__Job__
In the ranching account below, which lake does the irrigation water flow out of?

__Page text__
○ ○ ○ ○ ○ ○ ○

Photography: Howard Rigley


 

 

 

Richard and Cheri (Photo: Howard Rigley Copyright 2000)
  
Richard and Cheri

Om ky yi yippi, can a beatnik be a cowboy? and how. "Cattlecountry, Love It Or Leave It!" 800 acres with a section under irrigation. 300 head of cows with calves rotating over four fields. Cheri and Theo and I pack our household and head for the prairie. We are accomodated in a two-story Tudor style stucco house with a view of Mount Rainier's sunrise side. The boss just bought 10 head of Hereford cows with a duke's mix of calves.

The squeeze shute is disfunctional, so we rope and wrestle the calves for branding. Diamond Hanging J Floating I. I pick out a green-broke part quarterhorse, part thoroughbred mare, who twists like a snake in hot water. She picks up cow savy pronto.

The land is irrigated from canals built during the 1930's Land Reclaimation Project. Water flows out of Lake Keechelus in the Cascades Mountains near Snoqualamie Pass. The head ditch circles the Kittitas Valley and supplies small, single family ranches. A hundred head of cows, a crop of timothy hay or silage corn, fancy horses, beet farms and vineyards. This is the old Ingersol Ranch at the far end of 4th Parallel Road in Badger Pocket.

House (Photo: Howard Rigley Copyright 2000)
  
House

It is laid out with four forty-acre fenced fields under irrigation and 600 acres east of the ditch - rangeland, greasewood, rattlesnakes, coyotes, chuckers and badgers. Never hem in a badger. I remember, during the Watergate Era, Nixon said, "I know that you believe you understand what you think I said, but I'm not sure you realize that what you heard is not what I meant." This is as clear as it gets.

Setting water here is a different matter. The water district allocates a certain amount to each ranch based on senority, need, and the supply in the reservoir. A ditch rider drives the road to check that the flow is set at the right mark. Woe to him who rustles a little water, he'll find a padlock on his watergate.

So I push my water. I keep the cowpies out of the corrigation. I spread it out. Run it up hill if I can. Get the ground soaked without letting it run into the neighbor's field. There's an art to this. My neighbor, Glen, gives me pointers. We walk the pastures, and he points out difficult features in the lay of the land. There's always fine tuning can be done, but mainly it's a matter of covering the ground, getting the ground wet, and moving the water to the next parcel. And the cattle eat the grass, and by the time they are finished in one field, hopefully the next field is ready for them.

Winter (Photo: Howard Rigley Copyright 2000)
  
Winter

After the herd has been rounded up and brought in from the outback, they are deliced, tagged, dehorned, given shots, a shave and a shine. Then they are ready for the green pastures. The Taittiriya Upanishad sustains me: "I am that food which eats the eater of food." Count the stock. And again. Still one heffer missing.

Down by the west fence line, four legs stick out of a catch ditch. Eyes rolled back, nose bleeding, my presence adding to her fear. I dismount, tie my horse to a cottonwood branch and check out the situation. More than I'd want to rope and tie, I wrestle her to her feet. Moaning, she makes for the feed. She'll be alright, if she can walk and eat. Later, I tell Glen, and he guesses I was some kind of lucky. I see a hide on his fence. Says he's lost one. No sooner born, it coughed up its guts. So, he goes down to the "graveyard" and buys a new calf, one whose mother has a blown udder. Dress the new calf in the dead calf's coat. Cow takes it for her own--calf graft. "This morning," he says, "I smelt something dead in the barn.  That skin rotting from the calf's heat."

○ ○ ○ ○ ○ ○ ○

__Provided material__
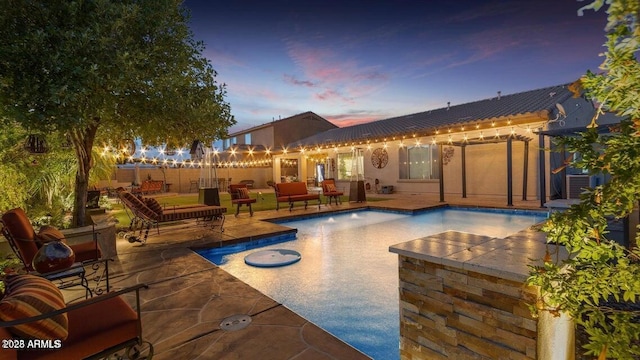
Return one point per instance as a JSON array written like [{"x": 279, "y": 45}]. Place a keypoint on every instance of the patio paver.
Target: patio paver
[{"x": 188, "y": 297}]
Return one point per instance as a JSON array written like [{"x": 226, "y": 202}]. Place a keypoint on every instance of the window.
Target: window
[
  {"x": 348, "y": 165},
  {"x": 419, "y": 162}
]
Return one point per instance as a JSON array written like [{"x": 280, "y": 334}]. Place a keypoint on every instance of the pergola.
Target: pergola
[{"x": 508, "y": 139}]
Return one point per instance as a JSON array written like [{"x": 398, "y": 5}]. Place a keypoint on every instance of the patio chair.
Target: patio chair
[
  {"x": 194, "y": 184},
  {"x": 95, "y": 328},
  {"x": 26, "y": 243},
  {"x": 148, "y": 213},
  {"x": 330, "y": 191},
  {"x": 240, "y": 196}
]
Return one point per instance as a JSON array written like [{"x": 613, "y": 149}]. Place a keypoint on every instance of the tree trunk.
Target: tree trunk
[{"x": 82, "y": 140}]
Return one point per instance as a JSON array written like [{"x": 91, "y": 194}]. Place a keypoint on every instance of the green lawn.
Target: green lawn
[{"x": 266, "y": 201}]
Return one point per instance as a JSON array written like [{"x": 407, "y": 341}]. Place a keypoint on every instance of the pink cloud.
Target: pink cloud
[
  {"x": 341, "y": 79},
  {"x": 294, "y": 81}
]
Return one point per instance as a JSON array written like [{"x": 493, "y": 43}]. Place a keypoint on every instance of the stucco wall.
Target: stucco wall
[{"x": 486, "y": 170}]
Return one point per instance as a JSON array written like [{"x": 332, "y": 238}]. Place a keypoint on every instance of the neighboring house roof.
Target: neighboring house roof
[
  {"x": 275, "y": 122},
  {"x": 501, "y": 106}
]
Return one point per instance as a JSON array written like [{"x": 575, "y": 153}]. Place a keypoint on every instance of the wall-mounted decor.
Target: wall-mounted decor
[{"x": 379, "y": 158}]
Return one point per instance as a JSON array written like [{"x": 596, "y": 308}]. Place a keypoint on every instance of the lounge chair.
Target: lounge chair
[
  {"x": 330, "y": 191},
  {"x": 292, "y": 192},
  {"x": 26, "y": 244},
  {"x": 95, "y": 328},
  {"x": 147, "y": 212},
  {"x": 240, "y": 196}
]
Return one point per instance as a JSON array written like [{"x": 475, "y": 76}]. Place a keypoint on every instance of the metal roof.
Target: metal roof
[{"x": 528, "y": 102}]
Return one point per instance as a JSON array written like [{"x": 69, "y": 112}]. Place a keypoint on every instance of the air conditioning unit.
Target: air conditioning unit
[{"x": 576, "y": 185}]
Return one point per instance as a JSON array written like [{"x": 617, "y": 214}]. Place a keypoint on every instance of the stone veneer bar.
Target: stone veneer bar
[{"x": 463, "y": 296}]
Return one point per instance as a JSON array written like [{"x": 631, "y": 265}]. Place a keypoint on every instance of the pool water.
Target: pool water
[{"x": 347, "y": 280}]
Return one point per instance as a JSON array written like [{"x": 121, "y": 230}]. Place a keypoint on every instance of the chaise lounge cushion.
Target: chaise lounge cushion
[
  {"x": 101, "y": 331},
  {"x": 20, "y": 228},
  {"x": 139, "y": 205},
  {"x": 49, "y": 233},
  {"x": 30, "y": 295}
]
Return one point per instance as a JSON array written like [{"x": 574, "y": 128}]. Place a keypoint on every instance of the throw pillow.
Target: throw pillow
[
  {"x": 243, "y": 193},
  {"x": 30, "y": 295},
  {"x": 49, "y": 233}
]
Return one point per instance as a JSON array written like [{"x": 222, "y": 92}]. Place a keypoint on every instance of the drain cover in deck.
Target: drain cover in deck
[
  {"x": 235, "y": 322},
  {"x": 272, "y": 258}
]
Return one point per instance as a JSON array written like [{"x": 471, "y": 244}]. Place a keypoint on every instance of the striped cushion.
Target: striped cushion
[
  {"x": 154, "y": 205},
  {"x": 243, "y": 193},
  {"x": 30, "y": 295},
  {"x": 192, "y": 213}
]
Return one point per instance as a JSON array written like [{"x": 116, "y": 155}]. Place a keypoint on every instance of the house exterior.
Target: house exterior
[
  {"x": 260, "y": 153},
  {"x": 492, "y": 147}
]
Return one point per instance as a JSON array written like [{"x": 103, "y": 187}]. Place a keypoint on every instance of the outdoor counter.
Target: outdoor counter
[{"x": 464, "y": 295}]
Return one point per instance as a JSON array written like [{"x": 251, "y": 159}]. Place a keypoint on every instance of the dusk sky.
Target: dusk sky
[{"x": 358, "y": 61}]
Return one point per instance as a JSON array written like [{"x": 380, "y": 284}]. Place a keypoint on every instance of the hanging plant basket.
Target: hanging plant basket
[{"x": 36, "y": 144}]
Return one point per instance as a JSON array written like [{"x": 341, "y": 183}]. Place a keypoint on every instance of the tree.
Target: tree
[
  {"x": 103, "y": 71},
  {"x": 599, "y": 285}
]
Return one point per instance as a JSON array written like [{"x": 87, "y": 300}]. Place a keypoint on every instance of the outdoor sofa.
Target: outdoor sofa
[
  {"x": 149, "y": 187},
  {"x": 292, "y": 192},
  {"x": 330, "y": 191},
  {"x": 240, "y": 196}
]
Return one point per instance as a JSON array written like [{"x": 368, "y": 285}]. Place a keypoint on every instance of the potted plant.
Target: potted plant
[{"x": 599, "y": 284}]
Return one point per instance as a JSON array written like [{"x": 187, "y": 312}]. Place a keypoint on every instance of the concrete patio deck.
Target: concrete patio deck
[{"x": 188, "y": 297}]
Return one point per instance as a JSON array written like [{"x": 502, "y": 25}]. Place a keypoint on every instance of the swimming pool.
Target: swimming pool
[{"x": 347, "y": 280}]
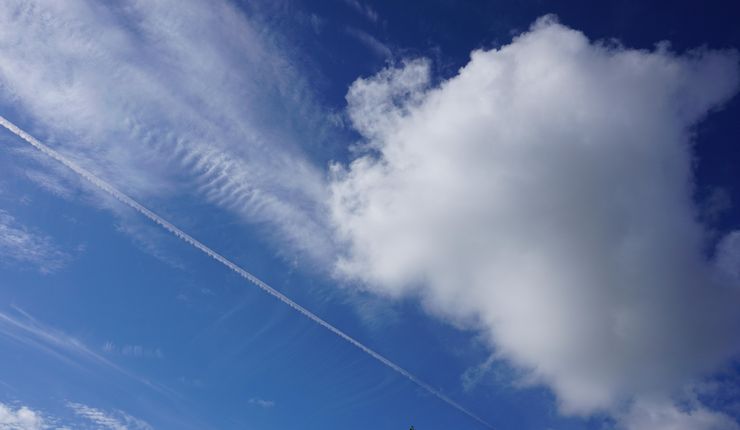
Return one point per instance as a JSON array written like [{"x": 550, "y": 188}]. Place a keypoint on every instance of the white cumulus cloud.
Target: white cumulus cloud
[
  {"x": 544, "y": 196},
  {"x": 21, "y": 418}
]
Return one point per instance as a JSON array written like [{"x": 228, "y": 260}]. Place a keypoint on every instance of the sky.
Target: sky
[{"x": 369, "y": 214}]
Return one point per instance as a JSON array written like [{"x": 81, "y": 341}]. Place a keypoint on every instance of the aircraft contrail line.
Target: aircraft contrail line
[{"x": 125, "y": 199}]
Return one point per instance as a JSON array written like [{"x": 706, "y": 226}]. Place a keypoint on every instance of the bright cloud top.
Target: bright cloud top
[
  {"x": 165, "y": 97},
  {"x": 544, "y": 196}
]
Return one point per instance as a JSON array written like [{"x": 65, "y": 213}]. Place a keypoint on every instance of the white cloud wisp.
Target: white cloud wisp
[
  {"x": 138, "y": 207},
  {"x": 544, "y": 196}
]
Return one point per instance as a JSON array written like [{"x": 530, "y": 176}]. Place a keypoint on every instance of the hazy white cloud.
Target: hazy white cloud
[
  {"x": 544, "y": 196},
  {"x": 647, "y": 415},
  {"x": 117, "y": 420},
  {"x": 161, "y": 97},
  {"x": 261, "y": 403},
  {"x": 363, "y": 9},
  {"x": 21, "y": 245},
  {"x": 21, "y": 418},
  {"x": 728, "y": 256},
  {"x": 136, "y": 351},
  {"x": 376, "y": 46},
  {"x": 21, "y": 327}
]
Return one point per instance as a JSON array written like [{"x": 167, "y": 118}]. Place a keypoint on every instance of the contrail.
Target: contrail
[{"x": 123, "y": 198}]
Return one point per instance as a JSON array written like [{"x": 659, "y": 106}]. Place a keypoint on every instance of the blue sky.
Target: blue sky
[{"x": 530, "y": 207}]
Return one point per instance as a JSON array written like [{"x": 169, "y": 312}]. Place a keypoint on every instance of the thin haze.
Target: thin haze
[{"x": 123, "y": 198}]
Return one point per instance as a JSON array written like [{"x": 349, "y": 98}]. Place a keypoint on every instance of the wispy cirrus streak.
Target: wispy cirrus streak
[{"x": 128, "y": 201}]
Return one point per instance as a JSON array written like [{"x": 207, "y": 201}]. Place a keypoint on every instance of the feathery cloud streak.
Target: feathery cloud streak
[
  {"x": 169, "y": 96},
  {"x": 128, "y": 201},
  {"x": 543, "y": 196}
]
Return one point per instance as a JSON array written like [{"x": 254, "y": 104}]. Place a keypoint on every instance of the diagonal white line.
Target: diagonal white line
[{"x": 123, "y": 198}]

○ ○ ○ ○ ○ ○ ○

__Task solution__
Lake Keechelus, in the Cascades Mountains.